## START

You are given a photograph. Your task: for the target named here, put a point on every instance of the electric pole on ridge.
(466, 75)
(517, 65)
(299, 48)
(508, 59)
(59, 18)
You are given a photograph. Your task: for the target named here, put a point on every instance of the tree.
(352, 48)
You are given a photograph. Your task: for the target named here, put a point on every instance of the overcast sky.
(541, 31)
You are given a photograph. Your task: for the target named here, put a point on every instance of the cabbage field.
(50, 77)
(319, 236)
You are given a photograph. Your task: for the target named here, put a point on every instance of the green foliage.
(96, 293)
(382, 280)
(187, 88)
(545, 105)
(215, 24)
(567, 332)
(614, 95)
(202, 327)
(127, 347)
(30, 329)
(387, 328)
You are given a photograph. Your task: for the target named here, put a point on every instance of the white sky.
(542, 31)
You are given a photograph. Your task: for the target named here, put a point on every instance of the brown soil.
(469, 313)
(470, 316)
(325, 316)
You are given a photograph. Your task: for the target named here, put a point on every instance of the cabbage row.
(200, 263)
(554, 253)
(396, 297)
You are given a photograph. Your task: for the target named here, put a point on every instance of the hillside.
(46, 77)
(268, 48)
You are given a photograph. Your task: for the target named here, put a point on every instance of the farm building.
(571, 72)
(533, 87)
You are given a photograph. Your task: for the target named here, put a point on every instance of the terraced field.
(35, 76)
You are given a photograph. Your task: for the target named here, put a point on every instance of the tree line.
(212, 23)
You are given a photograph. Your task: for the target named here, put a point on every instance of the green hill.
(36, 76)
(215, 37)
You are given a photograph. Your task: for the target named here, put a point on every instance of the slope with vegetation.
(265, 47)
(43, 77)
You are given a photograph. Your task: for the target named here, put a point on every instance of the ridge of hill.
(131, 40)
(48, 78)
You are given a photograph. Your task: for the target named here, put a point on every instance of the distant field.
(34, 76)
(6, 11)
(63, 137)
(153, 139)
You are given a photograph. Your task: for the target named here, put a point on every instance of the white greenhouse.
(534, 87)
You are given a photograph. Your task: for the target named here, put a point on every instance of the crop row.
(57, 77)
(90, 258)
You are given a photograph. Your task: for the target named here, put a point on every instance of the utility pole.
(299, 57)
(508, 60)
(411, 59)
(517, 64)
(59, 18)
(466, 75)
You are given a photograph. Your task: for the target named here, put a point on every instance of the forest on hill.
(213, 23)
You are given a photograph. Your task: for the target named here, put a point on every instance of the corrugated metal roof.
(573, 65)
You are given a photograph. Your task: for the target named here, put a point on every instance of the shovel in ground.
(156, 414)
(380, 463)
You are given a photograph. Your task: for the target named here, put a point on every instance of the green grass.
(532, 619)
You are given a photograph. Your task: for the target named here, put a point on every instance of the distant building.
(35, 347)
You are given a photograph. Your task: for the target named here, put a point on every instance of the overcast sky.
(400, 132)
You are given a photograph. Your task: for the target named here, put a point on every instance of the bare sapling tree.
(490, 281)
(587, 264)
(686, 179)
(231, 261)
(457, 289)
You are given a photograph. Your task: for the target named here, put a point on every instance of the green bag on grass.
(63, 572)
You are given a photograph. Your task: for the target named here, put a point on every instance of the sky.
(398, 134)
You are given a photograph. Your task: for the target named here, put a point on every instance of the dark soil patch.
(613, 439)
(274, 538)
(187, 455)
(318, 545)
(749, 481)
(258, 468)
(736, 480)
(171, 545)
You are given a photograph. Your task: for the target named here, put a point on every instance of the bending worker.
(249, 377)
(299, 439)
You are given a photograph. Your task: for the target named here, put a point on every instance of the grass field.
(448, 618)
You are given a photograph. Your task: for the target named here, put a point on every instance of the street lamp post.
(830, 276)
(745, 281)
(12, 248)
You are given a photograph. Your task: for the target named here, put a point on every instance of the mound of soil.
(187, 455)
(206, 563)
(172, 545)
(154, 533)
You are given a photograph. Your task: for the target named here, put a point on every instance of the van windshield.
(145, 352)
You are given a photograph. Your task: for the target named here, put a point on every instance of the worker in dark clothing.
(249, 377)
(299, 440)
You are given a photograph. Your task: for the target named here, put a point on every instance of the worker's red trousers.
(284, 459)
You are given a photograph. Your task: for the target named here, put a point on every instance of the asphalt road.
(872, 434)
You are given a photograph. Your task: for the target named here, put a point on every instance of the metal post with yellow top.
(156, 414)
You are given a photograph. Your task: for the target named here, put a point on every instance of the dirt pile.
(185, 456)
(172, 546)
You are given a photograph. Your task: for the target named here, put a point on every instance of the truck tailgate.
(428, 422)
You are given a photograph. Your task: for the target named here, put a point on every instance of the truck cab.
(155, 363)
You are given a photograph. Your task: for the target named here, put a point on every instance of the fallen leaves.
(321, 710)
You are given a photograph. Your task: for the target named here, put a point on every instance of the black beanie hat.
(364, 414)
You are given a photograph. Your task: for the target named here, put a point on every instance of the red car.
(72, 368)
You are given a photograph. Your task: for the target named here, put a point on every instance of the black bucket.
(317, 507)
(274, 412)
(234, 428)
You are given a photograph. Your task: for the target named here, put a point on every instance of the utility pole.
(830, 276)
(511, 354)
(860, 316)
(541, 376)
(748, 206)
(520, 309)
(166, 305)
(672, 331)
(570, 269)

## END

**Short task:** Quote every entry exactly.

**Exercise solution:**
You are given a photograph. Your task: for the target named here, put a point on every instance of the electric pole on ridge.
(466, 75)
(517, 65)
(299, 48)
(508, 59)
(59, 18)
You are given a photograph. Your task: for the target named here, put a point on every instance of the tree.
(352, 48)
You are given a photograph. Your task: for the target named here, put a point on every instance of the overcast sky.
(541, 31)
You are given a photograph. Your task: for the target named here, put a point on every instance of the cabbage field.
(50, 77)
(319, 236)
You are given a photograph. Your task: for the target named here, put a point on every instance of the green foliage.
(96, 293)
(382, 280)
(187, 88)
(545, 105)
(215, 24)
(567, 332)
(614, 95)
(202, 327)
(127, 347)
(30, 329)
(387, 328)
You are given a photograph. Your task: for the target named here, put a point on every instance of the white sky.
(542, 31)
You are given a photograph. Your task: for the target named here, put a point on every instance of the brown soil.
(469, 313)
(470, 316)
(325, 316)
You are given a photograph. Your task: for the target named here, put a point on every instance of the cabbage row.
(200, 263)
(554, 253)
(396, 297)
You are given a photograph. Your task: for the target named here, put a point on every instance of the hillside.
(46, 77)
(268, 48)
You are given a photograph. Your task: for the target named here, put a point on every instance of the farm building.
(571, 72)
(533, 87)
You are given a photograph. Your task: for the target named here, put a point on every instance of the terraced field.
(35, 76)
You are given a photograph. Your task: for the target named here, put a point on every instance of the tree line.
(212, 23)
You are given a photograph. Your task: for the target named here, put a point on every instance of the green hill.
(36, 76)
(215, 37)
You are given a photograph. Your task: for the target named here, put a point on every instance of the slope with vegetation.
(265, 47)
(43, 77)
You are given a photograph. Your task: for the target named here, put a point on every instance of the ridge of hill.
(131, 40)
(48, 78)
You are given a photograph. Your task: for the target named here, put a point on every instance of the distant field.
(34, 76)
(6, 11)
(63, 137)
(153, 139)
You are given a photograph. Your task: for the target named here, put a point on every instance of the white greenhouse.
(534, 87)
You are given a photograph. Your task: for the target named here, put a point on every instance of the crop row.
(57, 77)
(90, 258)
You are given a photograph. Your task: for the target named here, put a point on every instance of the utility pole.
(299, 57)
(508, 60)
(411, 59)
(517, 64)
(59, 18)
(466, 75)
You are given a photograph. Your task: for the target named here, put a point on every instance of the forest on hill.
(213, 23)
You are given a photograph. Your task: for the target named here, put a point on every instance of the corrugated metal roof.
(573, 65)
You are given a photograph. Your task: for the target named here, put a point on every instance of the shovel in ground.
(156, 414)
(380, 463)
You are given a photograph. Your task: for the target named here, put a point on every instance of the green grass.
(532, 619)
You are given a photograph. Your task: for the target named here, put a point on every instance of the distant building.
(35, 347)
You are given a photograph. Your task: for the target named here, put a point on every instance of the overcast sky.
(400, 132)
You are given a photograph. Your task: for the target named here, put a point on every instance of the bare sapling tree.
(490, 281)
(587, 264)
(686, 179)
(231, 261)
(457, 289)
You are given a photograph. Your task: for the target named here, put a point on every instance of the green bag on grass.
(63, 572)
You are given a photograph. Your task: for the target named here, put a point on every instance of the sky.
(398, 134)
You are given a photograph. Your task: for the target named here, put a point on every instance of the dark soil patch.
(613, 439)
(274, 538)
(187, 455)
(318, 545)
(749, 481)
(258, 468)
(736, 480)
(171, 545)
You are given a photograph. Your task: for the target named here, put a point on every instance of the bending worker.
(249, 377)
(299, 439)
You are given a photograph. Your task: for the target named here, put a point on every instance of the grass field.
(448, 618)
You are given a photograph. Your task: for the target named here, put a point on every instance of the street lamp post.
(830, 276)
(745, 281)
(12, 248)
You are given a photograph. Your task: for the target named here, put a point on every instance of the mound of soil.
(187, 455)
(206, 563)
(172, 545)
(154, 533)
You are given a photograph. Your task: for the target named here, put a point on every instance of the van windshield.
(145, 352)
You are given a photograph. Your task: for the target named here, put a point on every instance of the worker in dark clothing.
(249, 377)
(299, 440)
You are given a photograph. Your task: for the target named here, put a point on every instance of the worker's red trousers.
(284, 459)
You are given a photograph. Your task: for the target named here, put a point on every instance of the asphalt road.
(872, 434)
You are given a photograph. Your task: for the target named here, put a point on every instance of the metal post with yellow top.
(156, 414)
You are given a photograph. Your task: for the target named here, put a point on every instance of the dirt pile.
(185, 456)
(172, 546)
You are given a photograph. Your task: for the target named here, put a point on every instance of the truck tailgate.
(428, 422)
You are given a photograph. Your task: for the target named here, put a point on every instance of the truck cab.
(155, 363)
You are given a photograph. Your task: for the target named here, put a point on every instance of the fallen leaves.
(321, 710)
You are given a photograph. Your task: for the target named here, put a point on every instance of the black beanie hat.
(364, 414)
You are given a photograph. Your task: for the target named here, put a point on every instance of the red car.
(72, 368)
You are given a photograph. Your task: for the target named here, put a point on every instance of the black bucket.
(317, 507)
(274, 412)
(234, 428)
You are given a photograph. Your task: for the target named here, put a point on every instance of the utility pole.
(830, 276)
(511, 354)
(860, 316)
(541, 376)
(748, 206)
(520, 309)
(166, 305)
(672, 331)
(570, 269)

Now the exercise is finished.